### PROBLEM DESCRIPTION
Pull out each line of the listing below that contains the string "slope".

### RECORDS FOR THIS EXERCISE

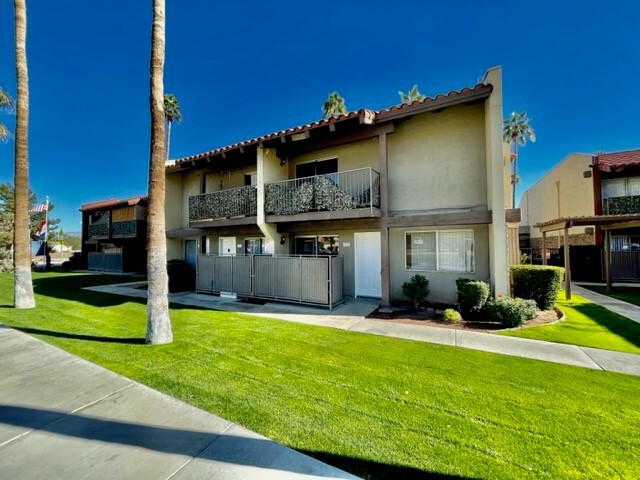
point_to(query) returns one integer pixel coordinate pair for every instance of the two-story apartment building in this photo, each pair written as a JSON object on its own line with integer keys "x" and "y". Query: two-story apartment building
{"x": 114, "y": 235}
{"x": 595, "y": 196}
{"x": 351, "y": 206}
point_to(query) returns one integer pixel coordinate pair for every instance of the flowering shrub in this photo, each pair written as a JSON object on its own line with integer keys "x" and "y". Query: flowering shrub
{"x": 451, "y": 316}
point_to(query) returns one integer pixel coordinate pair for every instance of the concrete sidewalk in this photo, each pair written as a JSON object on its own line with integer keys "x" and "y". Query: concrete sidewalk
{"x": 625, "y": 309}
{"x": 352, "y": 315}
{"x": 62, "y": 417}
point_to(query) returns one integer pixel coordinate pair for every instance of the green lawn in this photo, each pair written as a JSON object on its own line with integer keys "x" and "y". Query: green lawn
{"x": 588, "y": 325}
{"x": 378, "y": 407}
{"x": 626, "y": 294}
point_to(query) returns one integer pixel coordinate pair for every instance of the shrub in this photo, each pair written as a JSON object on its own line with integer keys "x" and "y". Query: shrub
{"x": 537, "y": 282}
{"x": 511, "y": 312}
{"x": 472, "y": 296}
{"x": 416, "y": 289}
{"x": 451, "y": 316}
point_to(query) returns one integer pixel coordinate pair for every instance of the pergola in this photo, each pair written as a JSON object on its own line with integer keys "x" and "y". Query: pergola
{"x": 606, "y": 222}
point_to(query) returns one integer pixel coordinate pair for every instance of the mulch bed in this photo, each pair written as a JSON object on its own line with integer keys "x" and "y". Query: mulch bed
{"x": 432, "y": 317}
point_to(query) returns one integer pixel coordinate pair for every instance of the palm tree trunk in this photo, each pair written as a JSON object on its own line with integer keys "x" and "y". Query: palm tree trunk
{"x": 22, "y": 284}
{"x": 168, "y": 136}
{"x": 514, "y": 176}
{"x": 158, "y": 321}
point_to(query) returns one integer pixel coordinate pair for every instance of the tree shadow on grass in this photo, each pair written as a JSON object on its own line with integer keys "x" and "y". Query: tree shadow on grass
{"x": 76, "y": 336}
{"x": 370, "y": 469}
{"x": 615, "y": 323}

==

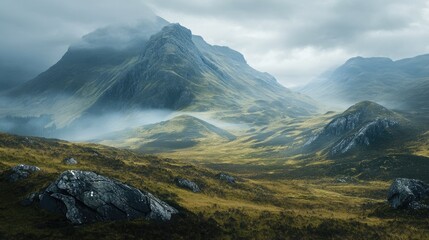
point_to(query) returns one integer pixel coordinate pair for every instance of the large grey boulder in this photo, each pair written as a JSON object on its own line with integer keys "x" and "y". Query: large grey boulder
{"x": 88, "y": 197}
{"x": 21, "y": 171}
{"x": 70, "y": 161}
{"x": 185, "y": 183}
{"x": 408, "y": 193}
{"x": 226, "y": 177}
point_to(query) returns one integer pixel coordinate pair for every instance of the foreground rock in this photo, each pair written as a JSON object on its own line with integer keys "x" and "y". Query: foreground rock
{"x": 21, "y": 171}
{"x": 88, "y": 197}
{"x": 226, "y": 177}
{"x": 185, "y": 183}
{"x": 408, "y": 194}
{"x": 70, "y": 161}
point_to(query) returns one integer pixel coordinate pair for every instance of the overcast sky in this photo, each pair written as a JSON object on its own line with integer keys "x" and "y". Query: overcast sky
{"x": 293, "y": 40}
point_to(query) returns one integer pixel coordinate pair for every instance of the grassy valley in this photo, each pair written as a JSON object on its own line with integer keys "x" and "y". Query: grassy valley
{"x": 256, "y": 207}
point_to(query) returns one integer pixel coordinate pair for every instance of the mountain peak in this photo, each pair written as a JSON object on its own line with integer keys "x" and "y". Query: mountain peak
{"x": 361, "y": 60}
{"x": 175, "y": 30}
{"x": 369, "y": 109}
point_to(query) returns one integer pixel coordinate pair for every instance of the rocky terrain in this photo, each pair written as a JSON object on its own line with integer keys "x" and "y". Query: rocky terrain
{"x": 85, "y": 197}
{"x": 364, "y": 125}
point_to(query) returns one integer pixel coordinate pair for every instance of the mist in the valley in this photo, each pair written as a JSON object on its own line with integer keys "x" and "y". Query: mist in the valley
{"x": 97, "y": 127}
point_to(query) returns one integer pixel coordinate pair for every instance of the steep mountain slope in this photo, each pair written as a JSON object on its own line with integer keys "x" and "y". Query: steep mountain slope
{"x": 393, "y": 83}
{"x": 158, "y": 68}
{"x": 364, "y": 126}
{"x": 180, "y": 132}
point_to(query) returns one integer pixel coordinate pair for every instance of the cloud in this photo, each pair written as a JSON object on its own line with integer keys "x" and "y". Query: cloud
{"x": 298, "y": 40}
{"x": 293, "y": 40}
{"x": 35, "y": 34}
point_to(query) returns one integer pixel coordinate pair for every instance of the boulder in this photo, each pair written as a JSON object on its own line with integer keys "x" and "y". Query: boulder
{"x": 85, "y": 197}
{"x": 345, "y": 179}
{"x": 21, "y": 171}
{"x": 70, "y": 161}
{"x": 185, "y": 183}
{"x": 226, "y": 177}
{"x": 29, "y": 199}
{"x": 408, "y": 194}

...

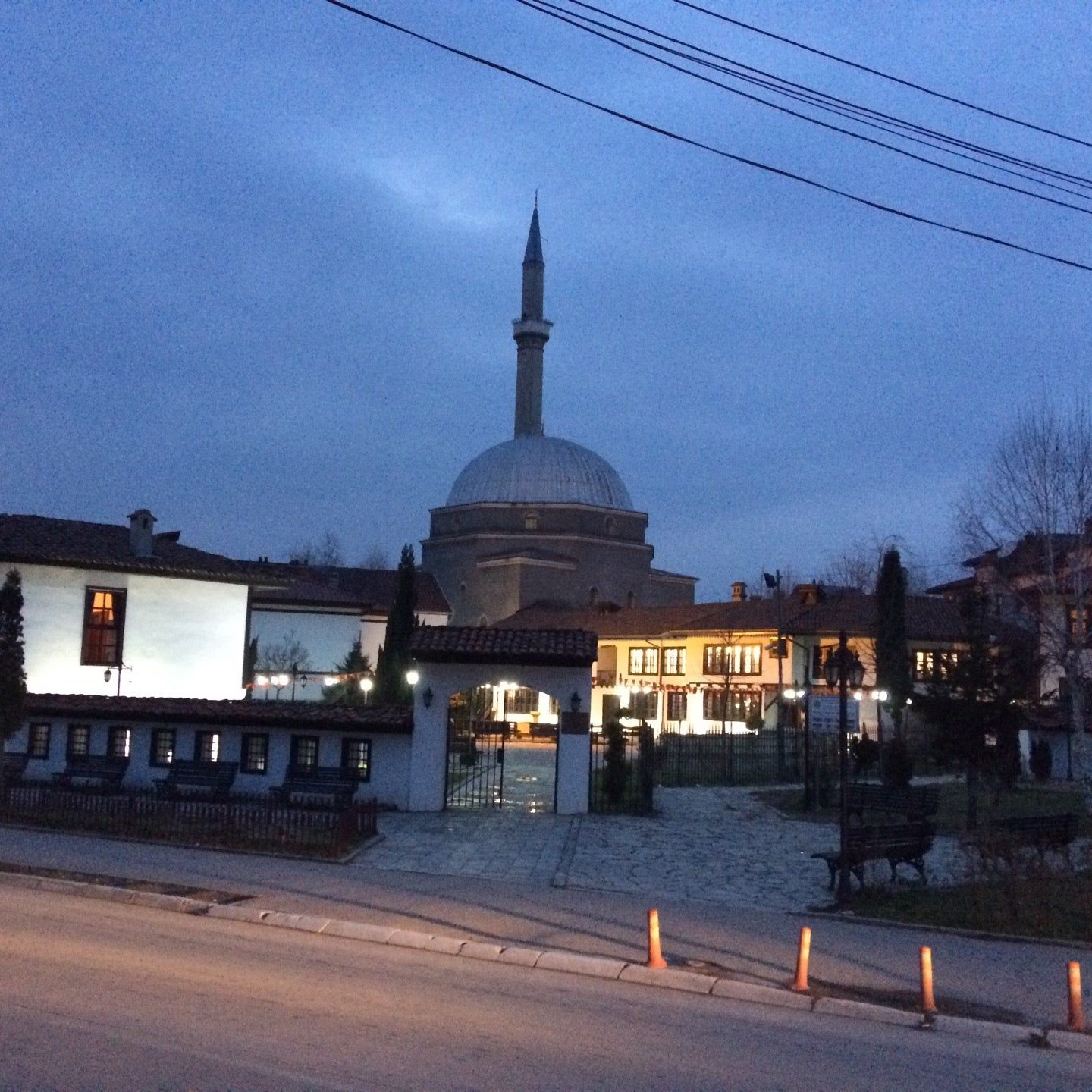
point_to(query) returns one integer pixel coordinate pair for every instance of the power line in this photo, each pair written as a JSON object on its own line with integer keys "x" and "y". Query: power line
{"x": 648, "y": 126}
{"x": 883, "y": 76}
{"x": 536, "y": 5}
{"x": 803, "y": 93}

### OUTPUT FOR THIS EXERCISE
point_to(query) returns one integer pixel coordinate pair for every instance of the steep mountain slope in this photo, each pair written as a JSON object on its own line with integer keys "x" and "y". Query: steep mountain slope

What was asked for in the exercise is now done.